## The task
Reproduce the listing lines verbatim, from the line containing "Which spot sits on each instance of the blue" through the line containing "x=509 y=597", inclusive, and nothing else.

## Data to process
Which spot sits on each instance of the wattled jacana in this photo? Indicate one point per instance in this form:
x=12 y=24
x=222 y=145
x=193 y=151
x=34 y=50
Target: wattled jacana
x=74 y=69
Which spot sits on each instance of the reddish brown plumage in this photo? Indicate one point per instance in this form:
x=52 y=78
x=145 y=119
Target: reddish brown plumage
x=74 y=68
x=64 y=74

...

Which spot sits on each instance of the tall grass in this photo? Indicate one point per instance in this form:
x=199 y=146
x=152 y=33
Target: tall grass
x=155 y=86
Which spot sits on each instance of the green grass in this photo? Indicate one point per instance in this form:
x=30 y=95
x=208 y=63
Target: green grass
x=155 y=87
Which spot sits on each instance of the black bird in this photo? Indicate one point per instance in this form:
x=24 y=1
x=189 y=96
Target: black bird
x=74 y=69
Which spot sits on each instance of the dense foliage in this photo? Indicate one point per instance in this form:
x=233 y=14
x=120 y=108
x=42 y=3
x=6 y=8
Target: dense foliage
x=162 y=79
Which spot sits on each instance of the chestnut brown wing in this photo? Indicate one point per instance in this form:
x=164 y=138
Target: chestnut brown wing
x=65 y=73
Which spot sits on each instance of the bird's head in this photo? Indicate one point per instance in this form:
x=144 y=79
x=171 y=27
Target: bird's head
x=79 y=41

==

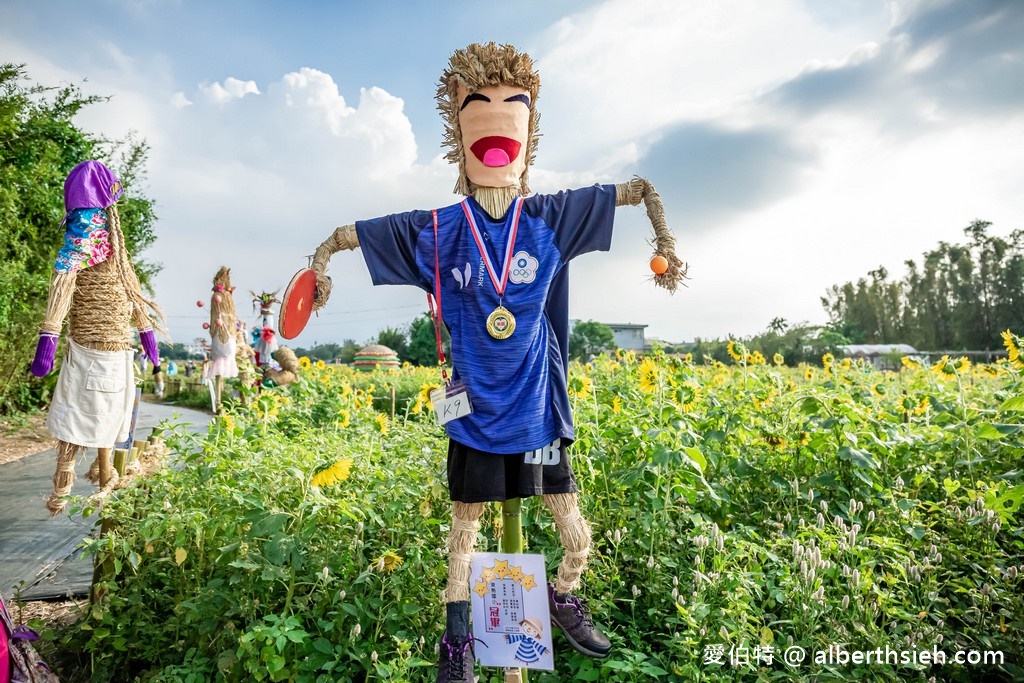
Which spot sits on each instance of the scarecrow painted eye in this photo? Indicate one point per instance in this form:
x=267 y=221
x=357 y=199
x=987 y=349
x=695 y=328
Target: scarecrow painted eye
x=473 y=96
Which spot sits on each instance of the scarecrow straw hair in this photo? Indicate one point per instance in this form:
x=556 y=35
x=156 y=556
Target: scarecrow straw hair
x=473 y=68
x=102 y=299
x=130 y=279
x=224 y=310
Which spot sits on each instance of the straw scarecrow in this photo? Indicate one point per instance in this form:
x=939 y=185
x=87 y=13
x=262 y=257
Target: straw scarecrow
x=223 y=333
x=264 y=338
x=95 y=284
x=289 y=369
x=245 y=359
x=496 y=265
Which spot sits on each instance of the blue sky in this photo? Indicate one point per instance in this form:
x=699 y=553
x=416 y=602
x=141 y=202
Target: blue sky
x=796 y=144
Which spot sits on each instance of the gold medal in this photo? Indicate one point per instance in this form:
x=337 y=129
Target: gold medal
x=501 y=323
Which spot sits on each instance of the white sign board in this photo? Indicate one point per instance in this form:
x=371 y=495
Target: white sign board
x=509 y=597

## Written answer
Which spot sits on each instance of the blue sky in this photo? Indicate one point per instance in this form:
x=699 y=553
x=416 y=602
x=141 y=202
Target: blue sky
x=796 y=144
Which spot sits on each instance of the gold medal in this photo? Indicate one point per instance in this form:
x=337 y=129
Target: gold medal
x=501 y=323
Which spot sits on each instance of the white sign board in this photo? Indicate one point per instance in this form:
x=371 y=495
Target: white sign board
x=509 y=597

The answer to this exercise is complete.